§ SELECTED EXTRACT:
Filmed Theatre or Cinema?

Peter Markham
4 min readJul 20, 2023

And how the term “prep” reveals a faulty mindset.

(Screen capture from Powell/Pressburger’s 1948 The Red Shoes)

There have been masters in cinema who have worked in theatre and there have been those who haven’t. There are teachers of filmmaking who went to theatre school or worked in theatre and still think that way and there are those that didn’t and don’t.

Ophuls, Mizoguchi, Bergman, virtuosi of cinematic language, were also adept in the discourse of the stage. Even Ken Loach was interested in plays before he was drawn to movies. Hitchcock, Dreyer, Godard were by contrast cineastes pure and simple. Ramsey, Arnold, Martel are some of the many contemporary directors whose cinephilia, so far as I understand, has needed little or no nourishment from the stage.

I can think of filmmaking educators who think cinema is theatre with a camera pointed at it — or rather, they don’t think, they assume. Thus they differ from the best exponents of both art forms who understand the nature of each.

I’ve heard that the Prague Film School, decades ago, wouldn’t allow first year directing students anywhere near a camera. Their first task, it was understood, was to elicit performance without regard for the screen. This may as well have been a theatre program. Performances and staging established, the next step, by inference a subsidiary step, inferior to the physical production of an event was seen as the recording of the action on film and its piecing together.

It’s purely what’s in front of the camera on set or on location that matters is the supposition here. That’s when and where it happens. This is theatre with camera and editing added.

Such a mindset leads to further misplaced thinking…

Fix it in prep! Fix it in post! So they say. Fix what? And why fix? Why prep? And what does it mean?

§ EXTRACTED ENTRIES:
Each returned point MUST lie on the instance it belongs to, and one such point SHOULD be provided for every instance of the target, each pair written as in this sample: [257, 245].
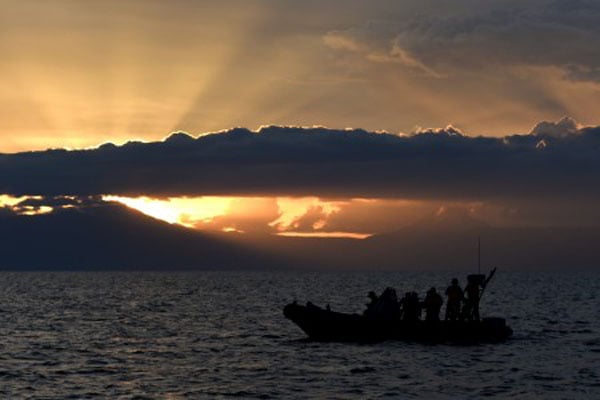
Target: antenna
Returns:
[479, 255]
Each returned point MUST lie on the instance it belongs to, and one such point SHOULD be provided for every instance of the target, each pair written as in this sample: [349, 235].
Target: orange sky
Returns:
[76, 74]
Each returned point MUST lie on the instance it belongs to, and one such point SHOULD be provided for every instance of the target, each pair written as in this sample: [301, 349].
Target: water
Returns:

§ TASK TO COMPLETE: In the essay on filmed theatre versus cinema, what was said to be the first task of first-year directing students at the Prague Film School? The lines after the essay have nothing to do with what comes next.

§ FINISHED TASK: To elicit performance without regard for the screen.